> **Written instruction**:
Copy out every record below, word for word.

> **Available data**:
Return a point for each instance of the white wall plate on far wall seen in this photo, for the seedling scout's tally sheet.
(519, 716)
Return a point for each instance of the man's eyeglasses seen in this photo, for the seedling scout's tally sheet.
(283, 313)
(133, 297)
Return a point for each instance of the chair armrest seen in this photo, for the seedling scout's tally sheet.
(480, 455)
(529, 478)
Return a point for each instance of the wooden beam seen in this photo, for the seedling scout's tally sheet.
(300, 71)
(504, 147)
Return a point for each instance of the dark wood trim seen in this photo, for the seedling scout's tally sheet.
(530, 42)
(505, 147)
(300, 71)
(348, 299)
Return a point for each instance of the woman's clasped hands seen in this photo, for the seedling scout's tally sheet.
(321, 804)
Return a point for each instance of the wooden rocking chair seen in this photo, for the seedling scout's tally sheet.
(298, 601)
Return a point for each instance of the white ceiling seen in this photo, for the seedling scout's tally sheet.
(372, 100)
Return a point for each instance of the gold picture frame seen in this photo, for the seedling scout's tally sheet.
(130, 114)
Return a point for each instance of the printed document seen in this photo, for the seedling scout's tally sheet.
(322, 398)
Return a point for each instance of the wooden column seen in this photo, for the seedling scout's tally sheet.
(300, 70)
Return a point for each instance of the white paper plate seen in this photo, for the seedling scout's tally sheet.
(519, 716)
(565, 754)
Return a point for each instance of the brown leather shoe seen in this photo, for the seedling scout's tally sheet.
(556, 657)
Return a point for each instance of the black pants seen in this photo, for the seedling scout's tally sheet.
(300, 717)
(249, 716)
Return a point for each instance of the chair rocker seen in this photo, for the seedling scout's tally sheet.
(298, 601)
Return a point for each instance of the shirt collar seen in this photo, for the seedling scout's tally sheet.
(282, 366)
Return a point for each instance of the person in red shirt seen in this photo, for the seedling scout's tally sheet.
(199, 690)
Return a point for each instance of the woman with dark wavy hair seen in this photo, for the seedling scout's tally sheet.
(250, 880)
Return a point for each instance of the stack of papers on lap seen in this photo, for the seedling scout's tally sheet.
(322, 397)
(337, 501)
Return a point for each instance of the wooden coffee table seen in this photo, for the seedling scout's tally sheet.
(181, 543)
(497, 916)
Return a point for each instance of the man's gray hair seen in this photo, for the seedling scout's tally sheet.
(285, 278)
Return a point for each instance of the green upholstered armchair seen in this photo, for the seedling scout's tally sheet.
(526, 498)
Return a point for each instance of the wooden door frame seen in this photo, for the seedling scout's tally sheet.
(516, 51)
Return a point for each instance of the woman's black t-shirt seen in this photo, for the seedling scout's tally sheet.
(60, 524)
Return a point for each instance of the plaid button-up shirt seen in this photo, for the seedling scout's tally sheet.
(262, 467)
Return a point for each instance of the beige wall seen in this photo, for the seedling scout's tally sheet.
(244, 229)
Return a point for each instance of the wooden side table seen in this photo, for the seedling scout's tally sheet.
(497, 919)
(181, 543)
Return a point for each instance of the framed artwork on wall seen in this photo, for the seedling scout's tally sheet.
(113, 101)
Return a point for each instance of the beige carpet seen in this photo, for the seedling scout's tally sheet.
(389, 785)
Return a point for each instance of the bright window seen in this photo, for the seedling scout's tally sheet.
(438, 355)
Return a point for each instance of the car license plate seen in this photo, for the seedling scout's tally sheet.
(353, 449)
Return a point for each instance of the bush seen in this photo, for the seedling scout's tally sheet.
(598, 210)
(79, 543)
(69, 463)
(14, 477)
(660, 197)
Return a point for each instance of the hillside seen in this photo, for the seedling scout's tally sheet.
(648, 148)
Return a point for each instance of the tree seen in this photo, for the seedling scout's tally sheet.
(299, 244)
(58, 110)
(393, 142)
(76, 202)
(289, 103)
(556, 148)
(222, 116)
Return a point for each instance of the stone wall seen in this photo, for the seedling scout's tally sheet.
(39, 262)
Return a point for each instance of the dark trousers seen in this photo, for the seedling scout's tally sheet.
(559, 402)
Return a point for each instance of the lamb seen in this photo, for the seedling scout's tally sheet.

> **Finished answer**:
Return a point for each instance of the white wall plate on far wall seen in this photo, for the seedling scout's tally sheet.
(519, 716)
Return a point for each instance of the man's eyeglasses seen in this photo, for the seedling scout's tally sheet.
(283, 313)
(133, 297)
Return a point for each instance of the chair armrest seen in this photo, for the seedling scout's tally sheet.
(480, 455)
(529, 478)
Return a point for each instance of the wooden beam seen in this photo, for the seedling scout's tally sheet.
(300, 71)
(504, 147)
Return a point for each instance of the dark wood trim seen in this photo, for the seedling scout's tally sheet.
(530, 42)
(505, 147)
(300, 71)
(348, 299)
Return a point for each instance of the woman's clasped hands seen in this photo, for the seedling scout's tally sheet.
(321, 804)
Return a point for each instance of the wooden rocking chair seen in this photo, for the seedling scout's tally sheet.
(298, 601)
Return a point for each instance of the white ceiling seen in this photo, for the seedling scout's tally sheet.
(372, 100)
Return a point for each instance of the gold picture frame seen in this photo, for the seedling scout's tally sheet.
(130, 114)
Return a point for each instance of the printed document seen in this photo, for the seedling scout's tally sheet.
(322, 398)
Return a point for each instance of the wooden column seen in this photo, for the seedling scout's tally sheet.
(300, 70)
Return a point for each instance of the white paper plate seen in this photo, for the seedling scout's tally sheet.
(519, 716)
(565, 754)
Return a point for each instance of the brown leather shoe seen in this photo, for the seedling scout's tally sheet.
(556, 657)
Return a point for each instance of the black pants seen in this photo, for the seedling scout's tally sheet.
(300, 717)
(249, 716)
Return a point for each instance of the chair rocker seen in this photo, for the seedling scout's tally sheet.
(298, 601)
Return a point for each instance of the shirt collar seen in this photo, for the seedling scout's tally sheet.
(282, 366)
Return a point for each instance of the person in red shirt seen in this photo, for the seedling scout's tally sheet.
(199, 690)
Return a point for each instance of the woman with dark wavy hair seen in this photo, for the seedling scout's tally sheet.
(250, 880)
Return a point for each instance of the stack of papers on lap seen in this photo, for the seedling scout's tally sheet.
(322, 397)
(337, 501)
Return a point for each instance of the wooden coffee table seen in this photo, for the seedling scout's tally sheet.
(181, 543)
(497, 916)
Return a point for each instance of the man's gray hair seen in this photo, for the seedling scout's tally sheet.
(285, 278)
Return a point for each instance of the green upholstered armchair seen in this photo, for the seedling scout's tally sheet.
(526, 498)
Return a point for each instance of the wooden door frame seen in this photo, for the seedling scout's tally sheet.
(516, 51)
Return a point for each instance of the woman's black t-shirt seen in this photo, for the seedling scout's tally sheet.
(60, 524)
Return a point for each instance of the plaid button-up shirt seen in this photo, for the seedling scout's tally sheet.
(262, 467)
Return a point for each instance of the beige wall seen in this photo, for the seedling scout's tally sheet.
(244, 229)
Return a point for each instance of the wooden side table seen in this photo, for the seedling scout's tally sheet.
(497, 919)
(181, 543)
Return a point for each instance of the framed artwork on wall seen in this photo, for the seedling scout's tally sheet.
(113, 101)
Return a point for each instance of the beige carpet seen in this photo, for the seedling scout's tally sheet.
(389, 785)
Return a point for each instance of the bright window seen in this photo, for the seedling scout's tally sheet.
(438, 355)
Return a point for each instance of the car license plate seen in this photo, for the seedling scout's tally sheet.
(353, 449)
Return a point for each instance of the bush seen in this photo, for the seedling scout's tally sheet.
(598, 210)
(79, 543)
(69, 463)
(14, 477)
(660, 197)
Return a point for each instance of the hillside seen in this photo, for the seedling scout's tally sheet.
(648, 148)
Return a point for each instance of the tree seen in this photo, for the seedling scout's tally sheet.
(299, 244)
(58, 110)
(393, 142)
(76, 202)
(289, 103)
(556, 148)
(222, 116)
Return a point for each instance of the stone wall seen in this photo, for the seedling scout's tally sheet.
(39, 262)
Return a point for each instance of the dark trousers seen in this photo, for the seedling scout's tally sheet.
(559, 402)
Return a point for each instance of the lamb seen in this photo, for the seedling scout's tally sheet.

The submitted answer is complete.